## LISTED ENTRIES
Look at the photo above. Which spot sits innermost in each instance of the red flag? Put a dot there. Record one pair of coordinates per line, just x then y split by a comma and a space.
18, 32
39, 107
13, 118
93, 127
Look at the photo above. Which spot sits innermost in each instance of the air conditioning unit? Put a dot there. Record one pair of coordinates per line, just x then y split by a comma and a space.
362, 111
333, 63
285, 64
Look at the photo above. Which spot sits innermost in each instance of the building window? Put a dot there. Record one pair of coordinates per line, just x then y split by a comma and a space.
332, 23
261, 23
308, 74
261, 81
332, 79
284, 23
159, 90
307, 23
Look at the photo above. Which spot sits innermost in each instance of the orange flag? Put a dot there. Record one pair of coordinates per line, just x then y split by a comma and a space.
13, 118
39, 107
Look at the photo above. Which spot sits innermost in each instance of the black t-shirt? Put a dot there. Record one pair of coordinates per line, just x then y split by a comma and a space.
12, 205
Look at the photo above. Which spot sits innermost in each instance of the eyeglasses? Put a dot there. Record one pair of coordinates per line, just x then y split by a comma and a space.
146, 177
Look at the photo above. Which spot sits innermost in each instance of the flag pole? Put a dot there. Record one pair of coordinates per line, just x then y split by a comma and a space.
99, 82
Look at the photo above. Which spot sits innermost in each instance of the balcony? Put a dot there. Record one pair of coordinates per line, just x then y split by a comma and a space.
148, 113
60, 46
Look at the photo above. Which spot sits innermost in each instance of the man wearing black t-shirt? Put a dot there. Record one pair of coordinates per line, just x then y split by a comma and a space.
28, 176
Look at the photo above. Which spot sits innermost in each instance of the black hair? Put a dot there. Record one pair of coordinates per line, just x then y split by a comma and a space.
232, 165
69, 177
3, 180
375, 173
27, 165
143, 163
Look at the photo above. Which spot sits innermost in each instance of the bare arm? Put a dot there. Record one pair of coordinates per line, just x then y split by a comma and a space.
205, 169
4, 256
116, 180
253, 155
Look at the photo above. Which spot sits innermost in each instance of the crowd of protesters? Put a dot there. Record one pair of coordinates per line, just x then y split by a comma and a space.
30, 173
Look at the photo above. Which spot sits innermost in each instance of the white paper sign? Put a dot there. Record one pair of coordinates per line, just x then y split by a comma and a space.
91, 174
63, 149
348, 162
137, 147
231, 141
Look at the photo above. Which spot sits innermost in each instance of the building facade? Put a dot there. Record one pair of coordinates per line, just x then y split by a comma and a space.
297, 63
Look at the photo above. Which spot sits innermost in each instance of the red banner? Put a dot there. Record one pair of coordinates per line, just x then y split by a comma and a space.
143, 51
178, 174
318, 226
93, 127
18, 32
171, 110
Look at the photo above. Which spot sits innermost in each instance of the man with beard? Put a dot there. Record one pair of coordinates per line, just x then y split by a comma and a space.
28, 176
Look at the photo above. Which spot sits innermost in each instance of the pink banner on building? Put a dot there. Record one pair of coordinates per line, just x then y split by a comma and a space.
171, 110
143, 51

## WRITTEN TASK
Copy every line of the data above without changing a single word, number or comma.

## COMPLETED TASK
Look at the photo above. Which spot sits innermost in each instance of the red flag? Put a dot there. Record one pair of coordinates per line, just x then y split by a comma and a space.
18, 32
39, 107
13, 118
93, 127
Look at the photo above. Which spot sits innermost in each instance of the air conditioning unit? Put a dot there. Record one pair of coordinates per line, just x then y split by a comma and a space.
362, 111
333, 63
285, 64
Look at the photo above. Which spot sits innermost in each instance of the building window? Put a dot there. Record one pair of coordinates per line, just x then y split by a comma and a space.
332, 23
261, 23
308, 74
261, 81
332, 79
284, 23
159, 90
307, 23
Look at the photo above. Which spot sits innermost in each instance of the orange flag? Put a dot there. Record one pair of coordinates per line, just x then y split by a comma and a space.
13, 118
39, 107
Look at the photo above. Which spot sits innermost in each instance of the black t-shirt? Put a dot there. Record one pair of coordinates per line, just x then y split by a comma and a space.
12, 205
Look at the photo above. Which spot sits innermost in each instance of the eyeglasses? Put a dot there. Record one pair of coordinates per line, just x then y split by a comma and a space.
146, 177
Look at the photo above. Which spot sits innermost in each instance of the flag pole? Put a dot there. Record one pair of coordinates per line, just x then y split by a comma and a space.
99, 82
Look at the photo above. Which spot sits innermost in each instance of the balcony? Put a dot there. Record one pair of coordinates per line, just x then y split by a comma and a space.
148, 113
60, 46
Look at the photo above. Which spot sits innermost in each instance of the man wearing black t-shirt? Put a dot there. Record one pair of coordinates per line, just x then y split by a comma and a space.
28, 176
Look at the photo above. Which spot sits innermost in each instance of the black hair? Put a dot there. Record one pair of coordinates per line, just x then y split by a comma and a space.
232, 165
69, 177
3, 180
375, 173
27, 165
143, 163
Look at the photo above. Which spot sits innermost in each instance of the bare arm? Put a dot there. Record one pair of coordinates per line, just x then y split by a comma and a space.
205, 169
4, 256
116, 180
253, 155
Look at the photo above. Which spot sits innermost in each instance of the crowd of protesters? Put a dot there. Record one pair of coordinates per line, just x then y split by a comma and a space.
30, 173
Look at the photo above. Which spot sits innermost in each instance of the white paper sign? Put a dot there. Record one pair of coordinates per line, just x then y split by a comma and a space.
91, 174
63, 149
348, 162
137, 147
231, 141
Look at the photo above. Which spot sits innermost in each instance of the building facade? Put a dot there. Record one pair of coordinates per line, just x then y split by a comma and a space.
297, 63
Look at the photo above. Which spot sits innermost in each instance of the red banner? Put a dot there. Record one pair of coordinates per line, just x then y split by a comma and a space.
143, 51
178, 174
318, 226
93, 127
18, 32
171, 110
Look at the photo above. Which spot sits innermost in each instance of the man with beard? Put a dot there. Record one pair of coordinates per line, just x then y split by a comma and a space.
28, 176
Look at the photo above. Which spot sits innermost in each instance of the pink banner on building? Put a dot there. Record one pair of coordinates per line, just x then y split by a comma and a space.
171, 110
143, 51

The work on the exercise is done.